__Stored records__.
%%

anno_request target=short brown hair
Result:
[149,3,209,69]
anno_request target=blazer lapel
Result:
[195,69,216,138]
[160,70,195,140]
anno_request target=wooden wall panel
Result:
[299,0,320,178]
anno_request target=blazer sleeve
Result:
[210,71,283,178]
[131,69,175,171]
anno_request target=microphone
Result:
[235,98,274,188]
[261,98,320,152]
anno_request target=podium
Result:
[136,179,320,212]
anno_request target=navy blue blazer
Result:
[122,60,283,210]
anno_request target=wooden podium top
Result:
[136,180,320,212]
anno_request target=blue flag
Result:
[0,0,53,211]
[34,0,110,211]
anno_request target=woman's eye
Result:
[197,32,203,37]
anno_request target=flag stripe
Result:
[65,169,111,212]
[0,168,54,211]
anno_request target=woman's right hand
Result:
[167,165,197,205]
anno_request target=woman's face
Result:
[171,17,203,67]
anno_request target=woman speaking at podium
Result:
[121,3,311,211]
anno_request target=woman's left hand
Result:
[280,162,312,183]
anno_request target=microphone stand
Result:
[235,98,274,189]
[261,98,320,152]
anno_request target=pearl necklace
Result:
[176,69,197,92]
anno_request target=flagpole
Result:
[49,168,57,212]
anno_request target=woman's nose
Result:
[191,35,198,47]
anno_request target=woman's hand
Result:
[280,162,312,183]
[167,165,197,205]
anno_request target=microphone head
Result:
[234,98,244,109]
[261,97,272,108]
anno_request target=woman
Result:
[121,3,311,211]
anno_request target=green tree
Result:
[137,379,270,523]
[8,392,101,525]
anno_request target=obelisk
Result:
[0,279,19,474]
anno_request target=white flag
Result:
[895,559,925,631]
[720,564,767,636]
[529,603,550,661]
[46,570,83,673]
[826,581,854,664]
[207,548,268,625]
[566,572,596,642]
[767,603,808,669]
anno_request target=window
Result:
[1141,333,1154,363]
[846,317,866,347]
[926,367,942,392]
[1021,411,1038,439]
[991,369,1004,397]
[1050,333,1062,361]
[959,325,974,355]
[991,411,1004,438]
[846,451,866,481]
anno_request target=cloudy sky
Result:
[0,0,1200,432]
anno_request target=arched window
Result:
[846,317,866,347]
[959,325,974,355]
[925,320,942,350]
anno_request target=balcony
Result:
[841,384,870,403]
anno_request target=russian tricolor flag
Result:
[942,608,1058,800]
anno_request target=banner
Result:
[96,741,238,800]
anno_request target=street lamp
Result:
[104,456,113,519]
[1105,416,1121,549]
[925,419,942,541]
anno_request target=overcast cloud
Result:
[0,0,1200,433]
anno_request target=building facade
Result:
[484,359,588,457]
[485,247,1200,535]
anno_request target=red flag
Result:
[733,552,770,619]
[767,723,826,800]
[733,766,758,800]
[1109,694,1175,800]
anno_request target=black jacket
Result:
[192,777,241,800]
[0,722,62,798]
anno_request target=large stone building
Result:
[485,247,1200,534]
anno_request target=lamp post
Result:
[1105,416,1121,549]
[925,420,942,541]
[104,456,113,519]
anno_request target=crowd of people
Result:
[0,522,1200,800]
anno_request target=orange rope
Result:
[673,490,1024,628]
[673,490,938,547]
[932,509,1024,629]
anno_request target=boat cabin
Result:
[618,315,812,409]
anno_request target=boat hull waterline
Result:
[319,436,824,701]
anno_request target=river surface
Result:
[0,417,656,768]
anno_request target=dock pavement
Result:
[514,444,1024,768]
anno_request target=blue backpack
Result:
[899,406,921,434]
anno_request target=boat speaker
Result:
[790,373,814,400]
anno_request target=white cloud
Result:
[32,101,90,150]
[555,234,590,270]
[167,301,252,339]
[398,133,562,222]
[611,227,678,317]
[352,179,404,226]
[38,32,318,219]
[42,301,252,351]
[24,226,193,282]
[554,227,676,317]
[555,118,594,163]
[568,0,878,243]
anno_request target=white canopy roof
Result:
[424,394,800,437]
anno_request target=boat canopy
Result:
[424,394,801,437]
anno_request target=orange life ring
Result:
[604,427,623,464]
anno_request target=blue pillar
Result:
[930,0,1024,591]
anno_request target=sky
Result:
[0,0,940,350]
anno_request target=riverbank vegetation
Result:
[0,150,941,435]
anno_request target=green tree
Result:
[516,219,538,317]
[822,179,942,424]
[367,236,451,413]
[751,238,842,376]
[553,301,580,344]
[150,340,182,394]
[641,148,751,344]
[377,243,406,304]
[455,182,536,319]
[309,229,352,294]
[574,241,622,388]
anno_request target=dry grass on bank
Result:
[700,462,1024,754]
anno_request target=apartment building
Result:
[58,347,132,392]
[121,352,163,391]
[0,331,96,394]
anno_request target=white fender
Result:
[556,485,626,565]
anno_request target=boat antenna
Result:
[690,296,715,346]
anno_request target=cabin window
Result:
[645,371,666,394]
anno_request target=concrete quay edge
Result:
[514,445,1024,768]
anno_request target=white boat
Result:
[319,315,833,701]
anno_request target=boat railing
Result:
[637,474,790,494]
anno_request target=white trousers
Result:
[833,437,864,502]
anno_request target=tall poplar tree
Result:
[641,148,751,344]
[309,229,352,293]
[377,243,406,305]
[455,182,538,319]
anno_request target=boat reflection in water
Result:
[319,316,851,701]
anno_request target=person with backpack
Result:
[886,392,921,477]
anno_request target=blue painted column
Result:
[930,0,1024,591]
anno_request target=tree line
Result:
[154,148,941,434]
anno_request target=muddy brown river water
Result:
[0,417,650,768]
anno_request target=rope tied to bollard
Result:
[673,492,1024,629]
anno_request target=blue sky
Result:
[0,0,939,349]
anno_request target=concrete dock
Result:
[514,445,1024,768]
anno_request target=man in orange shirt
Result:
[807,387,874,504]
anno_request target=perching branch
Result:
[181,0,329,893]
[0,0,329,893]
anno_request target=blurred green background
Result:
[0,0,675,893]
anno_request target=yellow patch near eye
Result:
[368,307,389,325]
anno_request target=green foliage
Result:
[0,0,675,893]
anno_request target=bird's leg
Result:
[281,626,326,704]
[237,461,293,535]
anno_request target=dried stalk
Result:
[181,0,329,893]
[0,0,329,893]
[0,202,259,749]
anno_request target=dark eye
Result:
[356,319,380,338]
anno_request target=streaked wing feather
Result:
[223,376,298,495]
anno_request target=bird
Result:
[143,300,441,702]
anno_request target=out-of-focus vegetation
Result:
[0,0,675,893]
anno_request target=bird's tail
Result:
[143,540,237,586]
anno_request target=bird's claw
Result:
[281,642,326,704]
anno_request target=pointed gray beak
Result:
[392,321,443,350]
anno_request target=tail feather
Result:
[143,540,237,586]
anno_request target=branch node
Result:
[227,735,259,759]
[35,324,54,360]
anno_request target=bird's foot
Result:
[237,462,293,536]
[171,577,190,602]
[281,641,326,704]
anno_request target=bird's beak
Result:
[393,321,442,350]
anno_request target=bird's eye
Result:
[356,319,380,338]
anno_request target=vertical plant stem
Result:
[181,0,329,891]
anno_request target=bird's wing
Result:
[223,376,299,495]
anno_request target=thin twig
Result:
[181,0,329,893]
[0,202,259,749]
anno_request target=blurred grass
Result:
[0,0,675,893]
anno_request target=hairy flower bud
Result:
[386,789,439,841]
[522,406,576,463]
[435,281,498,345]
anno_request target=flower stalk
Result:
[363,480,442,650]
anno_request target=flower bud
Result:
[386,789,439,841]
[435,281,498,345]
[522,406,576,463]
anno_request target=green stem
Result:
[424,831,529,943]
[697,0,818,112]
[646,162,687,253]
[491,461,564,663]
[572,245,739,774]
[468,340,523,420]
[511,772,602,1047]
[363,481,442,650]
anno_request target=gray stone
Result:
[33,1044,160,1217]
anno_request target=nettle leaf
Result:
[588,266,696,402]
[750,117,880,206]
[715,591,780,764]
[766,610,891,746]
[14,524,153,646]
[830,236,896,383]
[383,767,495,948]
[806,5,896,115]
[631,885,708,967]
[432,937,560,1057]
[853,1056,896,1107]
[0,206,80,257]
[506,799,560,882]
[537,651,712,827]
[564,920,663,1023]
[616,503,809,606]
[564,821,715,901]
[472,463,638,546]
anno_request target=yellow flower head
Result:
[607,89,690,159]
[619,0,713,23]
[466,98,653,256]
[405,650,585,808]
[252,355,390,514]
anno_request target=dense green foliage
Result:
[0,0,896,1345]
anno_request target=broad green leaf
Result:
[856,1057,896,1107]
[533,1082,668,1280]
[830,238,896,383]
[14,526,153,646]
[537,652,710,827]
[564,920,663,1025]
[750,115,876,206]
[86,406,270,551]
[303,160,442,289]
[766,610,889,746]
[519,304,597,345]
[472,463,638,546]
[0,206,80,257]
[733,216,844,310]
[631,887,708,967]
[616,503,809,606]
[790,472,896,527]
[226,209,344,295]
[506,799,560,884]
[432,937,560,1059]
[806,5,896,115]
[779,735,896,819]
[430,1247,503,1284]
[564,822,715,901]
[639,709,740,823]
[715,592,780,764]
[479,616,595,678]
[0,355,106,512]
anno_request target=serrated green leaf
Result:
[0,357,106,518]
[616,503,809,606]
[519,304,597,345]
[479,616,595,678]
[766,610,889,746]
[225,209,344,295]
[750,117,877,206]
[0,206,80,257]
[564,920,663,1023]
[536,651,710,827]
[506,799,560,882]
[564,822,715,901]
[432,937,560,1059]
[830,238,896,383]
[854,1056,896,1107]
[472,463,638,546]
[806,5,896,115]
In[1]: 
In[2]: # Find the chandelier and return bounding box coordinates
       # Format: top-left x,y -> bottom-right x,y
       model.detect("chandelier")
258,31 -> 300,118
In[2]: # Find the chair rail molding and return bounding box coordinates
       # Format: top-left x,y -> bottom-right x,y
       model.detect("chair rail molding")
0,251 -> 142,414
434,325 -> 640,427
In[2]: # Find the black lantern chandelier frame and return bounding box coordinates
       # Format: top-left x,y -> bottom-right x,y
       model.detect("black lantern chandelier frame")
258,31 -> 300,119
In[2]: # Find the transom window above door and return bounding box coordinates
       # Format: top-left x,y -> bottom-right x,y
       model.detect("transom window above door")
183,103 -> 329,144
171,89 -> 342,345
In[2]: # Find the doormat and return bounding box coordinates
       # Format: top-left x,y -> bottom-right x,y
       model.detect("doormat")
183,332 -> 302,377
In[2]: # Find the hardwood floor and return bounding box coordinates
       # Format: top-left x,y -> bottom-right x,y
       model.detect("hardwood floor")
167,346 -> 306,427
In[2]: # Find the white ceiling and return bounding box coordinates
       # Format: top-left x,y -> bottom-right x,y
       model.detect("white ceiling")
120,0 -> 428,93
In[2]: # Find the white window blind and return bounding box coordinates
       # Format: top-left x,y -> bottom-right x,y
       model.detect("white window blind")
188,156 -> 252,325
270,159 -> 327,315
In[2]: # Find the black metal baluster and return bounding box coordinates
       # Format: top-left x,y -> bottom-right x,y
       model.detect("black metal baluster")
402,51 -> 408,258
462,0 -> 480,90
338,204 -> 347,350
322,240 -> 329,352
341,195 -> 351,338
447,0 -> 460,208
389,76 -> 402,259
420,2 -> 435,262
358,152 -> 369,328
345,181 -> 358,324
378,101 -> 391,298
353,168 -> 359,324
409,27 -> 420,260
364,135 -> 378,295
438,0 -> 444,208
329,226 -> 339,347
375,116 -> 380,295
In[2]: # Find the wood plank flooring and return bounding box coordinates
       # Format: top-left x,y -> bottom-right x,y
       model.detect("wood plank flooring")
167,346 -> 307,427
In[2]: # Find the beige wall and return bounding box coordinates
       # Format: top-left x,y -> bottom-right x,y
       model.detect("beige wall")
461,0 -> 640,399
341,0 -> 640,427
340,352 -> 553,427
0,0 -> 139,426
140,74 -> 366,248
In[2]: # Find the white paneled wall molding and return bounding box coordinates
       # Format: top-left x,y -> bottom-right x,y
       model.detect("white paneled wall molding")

%%

__Challenge__. Reproduce everything from the line containing "anno_request target=perching branch" down to the line containing "[392,321,443,350]", substituting "dry stalk" for "dried stalk" and leaving the rest unchanged.

__Response to the task__.
anno_request target=perching branch
Result:
[181,0,329,893]
[0,0,329,893]
anno_request target=blurred green background
Result:
[0,0,675,893]
anno_request target=yellow patch near eye
Result:
[368,307,389,325]
anno_request target=green foliage
Result:
[0,0,675,893]
anno_request target=bird's leg
Result:
[281,626,326,704]
[237,461,293,535]
anno_request target=dry stalk
Result:
[181,0,329,893]
[0,0,329,893]
[0,202,259,749]
anno_request target=dark eye
Result:
[356,319,380,338]
anno_request target=streaked wing feather
Result:
[223,376,298,495]
anno_request target=bird
Result:
[143,300,441,702]
anno_request target=out-of-focus vegetation
Result:
[0,0,675,893]
anno_request target=bird's tail
Result:
[143,540,237,586]
anno_request target=bird's claw
Result:
[281,642,326,704]
anno_request target=pointed gray beak
Result:
[392,321,443,350]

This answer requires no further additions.